A high-level view of these developments is that human equilibrium — wherein cultural evolution was the dominant driver of change — is coming to an end and that hardware evolution, either outside us or inside us, will now be a significant force in human affairs. Exactly where that ends up is in our hands as a species. The need of the hour is for reassurance that the interests of the species will, in fact, prevail and that standard human political, economic and social processes will not lead to highly suboptimal outcomes. Currently, technological developments are taking place in concert with business as usual — a full-scale war, rising superpower rivalry and a highly competitive marketplace for technology companies.
To this end, we would like to propose a first step towards solving the underlying coordination problem. Along the lines of the Intergovernmental Panel on Climate Change (IPCC), which was created to provide policymakers with regular scientific assessments on the climate crisis, its implications and potential future risks, we propose to create an International Panel on Technological Change (IPTC). The panel’s mandate will be to assess where we are and where we are headed in the future when it comes to “post-human technology”. Unlike IPCC, which deals with much longer time scales, IPTC will need to work much faster and nimbly. It seems to us that the G20 is the right-sized organisation for chartering such a panel and enabling its functioning.

PROBLEM:
Please copy the passage on technological change from "To this end, we" to "enabling its functioning.". These lines have no connection to the passage on technological change.

Lines from a labeling collection:
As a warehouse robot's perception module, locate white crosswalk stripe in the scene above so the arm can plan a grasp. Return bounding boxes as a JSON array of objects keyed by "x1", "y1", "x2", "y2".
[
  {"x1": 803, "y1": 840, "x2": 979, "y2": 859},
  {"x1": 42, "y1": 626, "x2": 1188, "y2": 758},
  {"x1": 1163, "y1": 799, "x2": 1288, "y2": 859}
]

COMPLETE OUTPUT:
To this end, we would like to propose a first step towards solving the underlying coordination problem. Along the lines of the Intergovernmental Panel on Climate Change (IPCC), which was created to provide policymakers with regular scientific assessments on the climate crisis, its implications and potential future risks, we propose to create an International Panel on Technological Change (IPTC). The panel’s mandate will be to assess where we are and where we are headed in the future when it comes to “post-human technology”. Unlike IPCC, which deals with much longer time scales, IPTC will need to work much faster and nimbly. It seems to us that the G20 is the right-sized organisation for chartering such a panel and enabling its functioning.